*Problem requirements*. From the records below, set down exactly the lines starting with the line that contains "Exercise. Identify every instance of the wooden" and going on through the line that contains "Exercise. Identify every instance of the curly". Nothing else is wanted.

[Data supplied]

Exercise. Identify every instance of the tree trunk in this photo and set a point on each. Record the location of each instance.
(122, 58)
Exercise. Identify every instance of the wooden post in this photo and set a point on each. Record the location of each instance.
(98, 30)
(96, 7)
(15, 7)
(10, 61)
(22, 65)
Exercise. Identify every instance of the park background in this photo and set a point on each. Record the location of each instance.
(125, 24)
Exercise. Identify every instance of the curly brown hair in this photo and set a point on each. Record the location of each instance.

[/Data supplied]
[Data supplied]

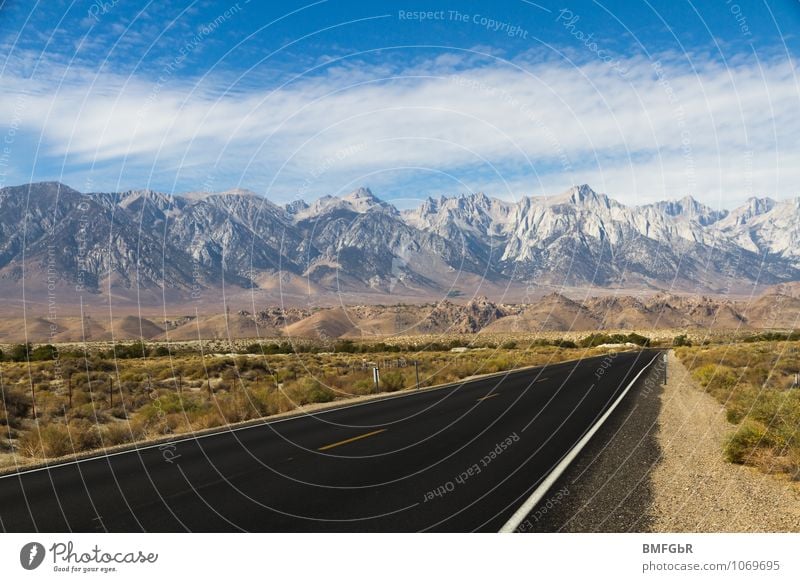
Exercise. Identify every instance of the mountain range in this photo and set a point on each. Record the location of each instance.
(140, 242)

[/Data supplied]

*Result of the exercise*.
Exercise. Identify every instance of the wooden post in this photo and set a point on each. Record the location of each instance.
(98, 30)
(96, 7)
(15, 7)
(10, 61)
(22, 65)
Exercise. Identify every instance of the park background in this photo and set a point on each. Record the location of each instance.
(125, 24)
Exercise. Identify every instance of the curly brown hair in this photo and set a point on each. Record the location of each instance.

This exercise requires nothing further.